**PAGE EXTRACT:**
......

Why is the voltage produced by a voltaic cell affected by temperature as described by the Nernst Equation?

Question

I understand why changing the concentrations of the electrolytes in a voltaic cell affects the voltage. Given a zinc-copper cell for example, if I were to increase the concentration of the zinc sulphate electrolyte, the equilibrium between zinc ions and zinc metal would shift towards the side of the zinc metal. This would cause the reduction potential for zinc ions to increase, decreasing the overall cell potential. Please correct me if I’m wrong as this is how I understand it!

However, I don’t quite understand why temperature affects the voltage the way it does. According to the Nernst equation, if the reaction quotient is greater than one (meaning that the zinc sulphate concentration is greater than the copper sulphate concentration in this example), increasing temperature decreases voltage. Conversely, if the reaction quotient is less than one, increasing temperature increases voltage.

I am familiar with Le Chatlier's principle, but if I were to apply it to this scenario, given that the redox reaction taking place is exothermic, it would suggest that increasing temperature would always decrease the voltage produced since it would cause a shift towards the reactant side. This, of course, does not correspond with the relationship predicted by the Nernst equation.

I have looked all over the internet but I could not find any answer to this seemingly straightforward question. Any help is greatly appreciated!

Answer 1

Both terms of the difference in the Nernst equation depend on the temperature.

$$E = E^\circ - \frac{R T}{z F} \ln Q$$

The second term obviously depends on temperature because it contains the temperature (and the other quantities are either constants or not temperature-dependent). The first term, however, is temperature-dependent as well. If you consider the relationship to the standard Gibbs energy of reaction, this becomes clear:

$$Δ_rG^\circ=−z F E^\circ $$

Rather than figure out the temperature-dependence by looking at the two terms, it is easier to forget the Nernst equation and directly relate the cell potential at non-standard conditions to the Gibbs energy of reaction under the same conditions:

$$Δ_rG=−z F E $$

At constant pressure, the partial derivative of the the Gibbs energy of reaction $Δ_rG$ with respect to the temperature is $-Δ_rS$. (Perhaps surprisingly, the temperature-dependence of the equilibrium constant depends on the sign of $Δ_rH$ instead, i.e. whether the reaction is endothermic or exothermic, see Van't Hoff equation).

Answer 2

You are correct in understanding that changing the concentration of electrolytes in a voltaic cell affects the voltage through the Nernst equation. As for the effect of temperature, it is important to remember that the Nernst equation takes into account the effect of temperature on the equilibrium constant (K) of the reaction, not just the effect of temperature on the reaction itself.

......

Can you rewrite the part of the Nernst equation thread that opens with the words containing "Rather than figure" and closes with "Van't Hoff equation).", changing "Gibbs energy" to "Gibbs free energy"? The lines after this thread have nothing to do with the work here.

**SUPPLIED DATA:**
......

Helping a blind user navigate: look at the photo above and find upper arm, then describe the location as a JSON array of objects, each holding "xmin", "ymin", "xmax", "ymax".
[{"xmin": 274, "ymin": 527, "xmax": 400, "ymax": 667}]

......

**COMPLETED TASK:**
Rather than figure out the temperature-dependence by looking at the two terms, it is easier to forget the Nernst equation and directly relate the cell potential at non-standard conditions to the Gibbs free energy of reaction under the same conditions:

$$Δ_rG=−z F E $$

At constant pressure, the partial derivative of the the Gibbs free energy of reaction $Δ_rG$ with respect to the temperature is $-Δ_rS$. (Perhaps surprisingly, the temperature-dependence of the equilibrium constant depends on the sign of $Δ_rH$ instead, i.e. whether the reaction is endothermic or exothermic, see Van't Hoff equation).